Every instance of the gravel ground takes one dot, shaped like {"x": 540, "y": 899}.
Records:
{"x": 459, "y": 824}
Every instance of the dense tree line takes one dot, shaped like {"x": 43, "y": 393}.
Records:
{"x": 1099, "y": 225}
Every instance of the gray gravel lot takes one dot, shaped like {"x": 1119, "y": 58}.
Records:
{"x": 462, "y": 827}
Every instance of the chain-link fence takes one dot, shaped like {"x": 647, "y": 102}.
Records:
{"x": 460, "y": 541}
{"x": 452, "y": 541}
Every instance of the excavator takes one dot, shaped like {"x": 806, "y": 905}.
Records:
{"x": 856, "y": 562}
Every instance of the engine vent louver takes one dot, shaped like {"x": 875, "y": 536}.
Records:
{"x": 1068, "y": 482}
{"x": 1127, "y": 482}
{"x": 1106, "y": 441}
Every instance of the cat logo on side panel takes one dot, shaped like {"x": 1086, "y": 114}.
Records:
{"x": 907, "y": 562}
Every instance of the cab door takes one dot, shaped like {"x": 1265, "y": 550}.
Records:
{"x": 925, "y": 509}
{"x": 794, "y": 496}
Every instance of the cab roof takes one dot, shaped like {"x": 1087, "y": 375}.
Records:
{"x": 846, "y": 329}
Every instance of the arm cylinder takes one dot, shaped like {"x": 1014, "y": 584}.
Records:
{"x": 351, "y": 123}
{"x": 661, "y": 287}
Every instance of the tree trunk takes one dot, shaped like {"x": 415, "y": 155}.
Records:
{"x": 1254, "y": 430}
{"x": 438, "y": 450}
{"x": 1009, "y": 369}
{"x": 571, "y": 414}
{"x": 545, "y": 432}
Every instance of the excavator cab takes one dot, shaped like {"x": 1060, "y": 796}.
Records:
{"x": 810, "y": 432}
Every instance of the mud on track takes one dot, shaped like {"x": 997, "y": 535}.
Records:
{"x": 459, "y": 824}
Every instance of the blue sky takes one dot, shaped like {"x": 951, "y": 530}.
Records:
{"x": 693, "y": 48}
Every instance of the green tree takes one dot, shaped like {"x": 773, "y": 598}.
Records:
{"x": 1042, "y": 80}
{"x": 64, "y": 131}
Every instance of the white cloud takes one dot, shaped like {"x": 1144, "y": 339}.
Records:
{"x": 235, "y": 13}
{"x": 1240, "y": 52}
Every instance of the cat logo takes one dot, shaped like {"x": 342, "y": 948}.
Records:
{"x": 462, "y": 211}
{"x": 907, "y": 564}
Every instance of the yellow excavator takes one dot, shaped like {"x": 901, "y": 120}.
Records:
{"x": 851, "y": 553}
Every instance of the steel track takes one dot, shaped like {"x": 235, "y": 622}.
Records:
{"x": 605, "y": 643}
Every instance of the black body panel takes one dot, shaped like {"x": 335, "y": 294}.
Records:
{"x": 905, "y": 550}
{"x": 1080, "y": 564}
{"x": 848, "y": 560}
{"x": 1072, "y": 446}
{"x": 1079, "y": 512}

● To do
Please copy out every line shown above, exactly.

● Output below
Every instance of the gravel ground takes one dot, shaped like {"x": 540, "y": 899}.
Records:
{"x": 459, "y": 824}
Every instance of the dense tree line takes one dot, shaped like {"x": 43, "y": 393}.
Records:
{"x": 1099, "y": 225}
Every instance of the gray gravel lot takes one dot, shaped like {"x": 1119, "y": 58}.
Records:
{"x": 462, "y": 827}
Every instance of the chain-link fence takes one dot, shaped like {"x": 647, "y": 102}.
Records:
{"x": 460, "y": 541}
{"x": 452, "y": 541}
Every instance of the excavator takes one dot, shaped like {"x": 806, "y": 905}.
Records:
{"x": 856, "y": 562}
Every instance of the engine vent louver takes one dot, shaped like {"x": 875, "y": 536}.
Records:
{"x": 1068, "y": 482}
{"x": 1127, "y": 482}
{"x": 1106, "y": 441}
Every instance of the cat logo on side panel takes one dot, shaped like {"x": 1086, "y": 114}.
Records:
{"x": 907, "y": 562}
Every instance of the cab door takes one dot, shaped like {"x": 1265, "y": 550}.
Records:
{"x": 925, "y": 509}
{"x": 794, "y": 496}
Every instance of the cab roof takes one dot, shaped like {"x": 1087, "y": 375}.
Records:
{"x": 846, "y": 329}
Every instance of the arm cylinder takes one dot, shaped like {"x": 1014, "y": 584}.
Records:
{"x": 351, "y": 123}
{"x": 661, "y": 287}
Every instance of the tree trunk takes one dot, shaped like {"x": 415, "y": 155}.
Records:
{"x": 1254, "y": 430}
{"x": 438, "y": 450}
{"x": 1009, "y": 369}
{"x": 571, "y": 414}
{"x": 545, "y": 432}
Every instance of the excavator cab takes one dot, shaped like {"x": 1060, "y": 796}.
Records:
{"x": 810, "y": 432}
Every instance of the mud on track takes one dot, shaped like {"x": 997, "y": 535}.
Records:
{"x": 459, "y": 824}
Every instance of the blue sky takes one dot, shaped like {"x": 951, "y": 530}.
Records:
{"x": 693, "y": 48}
Every instance of the green tree takes one dot, shaped like {"x": 773, "y": 598}.
Records:
{"x": 1042, "y": 80}
{"x": 64, "y": 131}
Every instance of the white cloud takes one dot, shaped like {"x": 1144, "y": 339}.
Records:
{"x": 235, "y": 13}
{"x": 1240, "y": 52}
Every instance of the cat logo takes one dot, shaped like {"x": 342, "y": 948}.
Records:
{"x": 462, "y": 211}
{"x": 907, "y": 564}
Every instance of the yellow excavator takes one dot, shaped like {"x": 901, "y": 120}.
Records:
{"x": 851, "y": 553}
Every instance of the steel track takes one dot, shaped like {"x": 235, "y": 622}.
Records:
{"x": 605, "y": 643}
Every instance of the black body panel takes one dot, shaped like {"x": 335, "y": 294}.
Records:
{"x": 905, "y": 550}
{"x": 1080, "y": 564}
{"x": 848, "y": 560}
{"x": 1072, "y": 446}
{"x": 1079, "y": 512}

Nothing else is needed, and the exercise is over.